- **MATERIALS PROVIDED**:
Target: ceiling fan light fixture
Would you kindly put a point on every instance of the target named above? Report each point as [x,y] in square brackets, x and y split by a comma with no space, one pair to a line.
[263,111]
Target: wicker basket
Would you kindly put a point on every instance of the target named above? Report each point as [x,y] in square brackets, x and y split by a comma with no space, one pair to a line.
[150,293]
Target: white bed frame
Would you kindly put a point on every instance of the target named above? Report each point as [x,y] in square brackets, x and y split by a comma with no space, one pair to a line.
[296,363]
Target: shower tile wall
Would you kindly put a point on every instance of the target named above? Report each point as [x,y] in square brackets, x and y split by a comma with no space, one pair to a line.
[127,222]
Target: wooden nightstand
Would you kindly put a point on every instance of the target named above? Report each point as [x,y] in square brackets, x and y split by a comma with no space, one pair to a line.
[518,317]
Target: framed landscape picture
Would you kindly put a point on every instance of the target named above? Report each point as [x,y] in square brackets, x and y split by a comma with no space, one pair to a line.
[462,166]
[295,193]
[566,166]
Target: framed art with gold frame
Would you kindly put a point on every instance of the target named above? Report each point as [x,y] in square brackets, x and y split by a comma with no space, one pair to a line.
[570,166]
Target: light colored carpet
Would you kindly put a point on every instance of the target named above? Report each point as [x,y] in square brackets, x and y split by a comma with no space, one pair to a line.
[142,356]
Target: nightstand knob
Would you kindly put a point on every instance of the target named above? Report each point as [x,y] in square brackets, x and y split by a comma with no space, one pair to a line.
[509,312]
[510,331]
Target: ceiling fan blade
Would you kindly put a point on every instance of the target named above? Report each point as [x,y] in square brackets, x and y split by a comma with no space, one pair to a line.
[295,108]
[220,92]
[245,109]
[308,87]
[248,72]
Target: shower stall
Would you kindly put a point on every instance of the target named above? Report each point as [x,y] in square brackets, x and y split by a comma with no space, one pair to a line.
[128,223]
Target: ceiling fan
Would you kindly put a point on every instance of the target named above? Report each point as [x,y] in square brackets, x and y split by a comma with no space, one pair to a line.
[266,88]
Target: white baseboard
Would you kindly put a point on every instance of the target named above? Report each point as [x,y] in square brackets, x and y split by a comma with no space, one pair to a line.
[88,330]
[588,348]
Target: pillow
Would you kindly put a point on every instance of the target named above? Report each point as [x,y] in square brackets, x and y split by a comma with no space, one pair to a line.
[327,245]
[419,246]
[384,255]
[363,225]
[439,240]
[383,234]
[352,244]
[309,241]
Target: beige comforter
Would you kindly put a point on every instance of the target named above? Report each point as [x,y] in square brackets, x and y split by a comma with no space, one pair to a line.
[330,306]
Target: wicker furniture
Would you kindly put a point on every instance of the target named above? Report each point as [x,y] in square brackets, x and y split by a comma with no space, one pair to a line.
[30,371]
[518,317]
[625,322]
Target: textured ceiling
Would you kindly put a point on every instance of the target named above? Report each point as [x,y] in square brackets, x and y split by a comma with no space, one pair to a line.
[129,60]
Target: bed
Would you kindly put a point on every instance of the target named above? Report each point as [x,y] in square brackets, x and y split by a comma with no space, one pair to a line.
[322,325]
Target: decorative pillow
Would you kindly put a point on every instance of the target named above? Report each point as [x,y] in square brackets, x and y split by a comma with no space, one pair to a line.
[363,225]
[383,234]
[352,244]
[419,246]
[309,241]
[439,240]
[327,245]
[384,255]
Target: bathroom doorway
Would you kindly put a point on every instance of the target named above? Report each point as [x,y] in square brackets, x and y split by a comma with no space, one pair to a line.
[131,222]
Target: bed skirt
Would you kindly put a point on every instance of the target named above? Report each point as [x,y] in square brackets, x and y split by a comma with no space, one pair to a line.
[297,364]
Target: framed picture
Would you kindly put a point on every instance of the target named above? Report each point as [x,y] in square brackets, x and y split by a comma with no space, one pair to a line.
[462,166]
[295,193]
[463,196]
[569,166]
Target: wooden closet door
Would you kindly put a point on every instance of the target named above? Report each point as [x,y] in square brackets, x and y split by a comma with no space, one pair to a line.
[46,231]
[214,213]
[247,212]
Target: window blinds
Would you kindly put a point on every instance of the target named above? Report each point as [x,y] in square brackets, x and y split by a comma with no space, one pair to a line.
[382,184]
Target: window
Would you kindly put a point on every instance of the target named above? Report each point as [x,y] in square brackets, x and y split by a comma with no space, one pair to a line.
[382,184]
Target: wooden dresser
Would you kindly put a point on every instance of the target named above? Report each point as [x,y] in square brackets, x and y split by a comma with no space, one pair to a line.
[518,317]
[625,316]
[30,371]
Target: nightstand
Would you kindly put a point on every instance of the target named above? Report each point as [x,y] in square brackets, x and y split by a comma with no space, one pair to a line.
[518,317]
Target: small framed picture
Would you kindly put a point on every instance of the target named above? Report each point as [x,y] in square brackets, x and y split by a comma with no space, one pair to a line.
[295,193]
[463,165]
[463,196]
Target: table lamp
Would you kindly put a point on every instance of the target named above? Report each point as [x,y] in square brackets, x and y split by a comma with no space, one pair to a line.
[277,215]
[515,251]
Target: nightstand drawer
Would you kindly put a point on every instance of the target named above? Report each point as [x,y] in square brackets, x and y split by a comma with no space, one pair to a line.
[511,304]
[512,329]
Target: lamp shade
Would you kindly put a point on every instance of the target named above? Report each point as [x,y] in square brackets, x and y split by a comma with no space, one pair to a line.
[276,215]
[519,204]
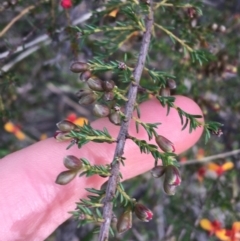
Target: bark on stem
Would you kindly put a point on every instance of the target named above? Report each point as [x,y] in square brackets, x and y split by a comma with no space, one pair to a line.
[132,94]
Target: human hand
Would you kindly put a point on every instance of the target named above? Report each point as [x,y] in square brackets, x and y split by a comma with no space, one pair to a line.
[32,205]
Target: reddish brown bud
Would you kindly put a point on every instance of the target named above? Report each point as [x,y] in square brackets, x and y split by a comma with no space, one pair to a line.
[158,171]
[65,177]
[125,221]
[85,75]
[87,99]
[101,110]
[171,84]
[108,96]
[164,144]
[72,162]
[66,125]
[169,189]
[108,85]
[95,83]
[78,67]
[62,136]
[143,213]
[214,26]
[165,92]
[115,118]
[82,93]
[172,176]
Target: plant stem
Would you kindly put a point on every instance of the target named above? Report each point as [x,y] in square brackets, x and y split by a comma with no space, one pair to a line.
[132,94]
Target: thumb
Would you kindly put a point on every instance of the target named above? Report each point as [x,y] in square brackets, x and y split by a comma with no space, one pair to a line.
[34,206]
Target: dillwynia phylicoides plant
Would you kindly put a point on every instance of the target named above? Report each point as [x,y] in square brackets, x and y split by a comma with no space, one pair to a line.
[118,99]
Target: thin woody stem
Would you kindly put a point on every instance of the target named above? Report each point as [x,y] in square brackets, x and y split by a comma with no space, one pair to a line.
[132,94]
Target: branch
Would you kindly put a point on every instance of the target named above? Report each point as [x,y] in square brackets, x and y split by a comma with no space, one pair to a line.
[211,158]
[132,94]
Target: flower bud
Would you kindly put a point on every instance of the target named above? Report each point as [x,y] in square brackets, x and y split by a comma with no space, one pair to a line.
[65,177]
[171,84]
[95,83]
[115,118]
[72,162]
[78,67]
[85,75]
[169,189]
[172,175]
[158,171]
[165,92]
[125,221]
[66,125]
[165,144]
[222,29]
[101,110]
[108,85]
[82,93]
[214,26]
[143,213]
[62,136]
[87,99]
[108,96]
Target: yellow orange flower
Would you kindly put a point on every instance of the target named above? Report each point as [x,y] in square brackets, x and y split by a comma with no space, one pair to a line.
[220,169]
[222,234]
[77,120]
[230,234]
[213,167]
[14,129]
[213,227]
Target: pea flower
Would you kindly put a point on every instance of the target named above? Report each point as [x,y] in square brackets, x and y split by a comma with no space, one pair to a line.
[213,227]
[66,4]
[15,130]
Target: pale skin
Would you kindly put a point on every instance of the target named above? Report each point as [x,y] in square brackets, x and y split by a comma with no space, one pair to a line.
[32,205]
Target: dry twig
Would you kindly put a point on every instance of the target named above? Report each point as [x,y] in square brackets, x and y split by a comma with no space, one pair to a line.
[113,180]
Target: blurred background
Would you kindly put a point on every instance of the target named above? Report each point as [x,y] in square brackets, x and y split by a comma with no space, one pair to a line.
[37,90]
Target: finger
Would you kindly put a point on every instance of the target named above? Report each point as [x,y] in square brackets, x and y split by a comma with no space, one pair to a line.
[33,205]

- **DIRECTIONS**: Could you copy out, character for character, the part of the entries that opens with the line containing "Target: finger" and closes with the last line of the entries, both ends included?

- **EXERCISE RESPONSE**:
Target: finger
Would you kindly put a point on every instance of the target named above? Report each point as [x,y] in square brackets, x and y split by a comma with no space, one pair to a line.
[33,205]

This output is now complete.